• **Document text**
The Longest Line
Published 4:09 pm Thursday, March 21, 2024
I seem to have a knack for choosing the slowest lines at any store that has a cashier-operated checkout. What may look like the quickest line inevitably ends up in a long wait. Imprisoned between customers with overflowing carts, malfunctioning debit cards or expired coupons, the “fight or flight” feeling of anxiety kicks in. With nowhere to go, I end up feeling more like a detainee. Sometimes, I worry the meat in my cart will spoil or the milk will turn bad before I can pay for it.
Recently, I was in a local store, waiting in a line with two people ahead of me and three or four people behind me. As usual, one register was open and twenty or more were closed and vacant. The customer at the register was returning things. Many things. Small things. When it occurred to me to begin paying attention to the wad of receipts in the customer’s hand, I heard the cashier say “that’s $2.48 back to your account.” The customer handed the cashier another receipt. “That’s $3.74 back to your account.” When the customer handed her another receipt, I began looking around desperately for a second open register, afraid the returning transactions might literally take all afternoon.

• **Assignment A**
In the column about checkout lines, how many registers were open at the local store?
• **Assignment B**
List the three things the column about checkout lines names as keeping the writer "imprisoned" in line.
• **Assignment C**
Extract the passage from the column about checkout lines starting with "The Longest Line" and going on through "pay for it.".
The lines after the column about checkout lines aren't needed.

• **Supplied material**
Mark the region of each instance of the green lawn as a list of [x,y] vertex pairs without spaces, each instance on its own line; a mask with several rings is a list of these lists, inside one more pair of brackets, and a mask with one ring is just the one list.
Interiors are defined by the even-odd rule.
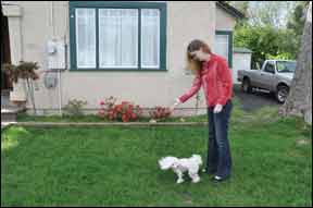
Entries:
[[265,111],[231,120],[233,176],[222,184],[201,174],[177,185],[158,167],[166,155],[204,159],[205,127],[9,127],[1,206],[312,206],[312,130],[264,122]]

• **Expected output A**
One register was open.

• **Expected output B**
Customers with overflowing carts, malfunctioning debit cards, and expired coupons.

• **Expected output C**
The Longest Line
Published 4:09 pm Thursday, March 21, 2024
I seem to have a knack for choosing the slowest lines at any store that has a cashier-operated checkout. What may look like the quickest line inevitably ends up in a long wait. Imprisoned between customers with overflowing carts, malfunctioning debit cards or expired coupons, the “fight or flight” feeling of anxiety kicks in. With nowhere to go, I end up feeling more like a detainee. Sometimes, I worry the meat in my cart will spoil or the milk will turn bad before I can pay for it.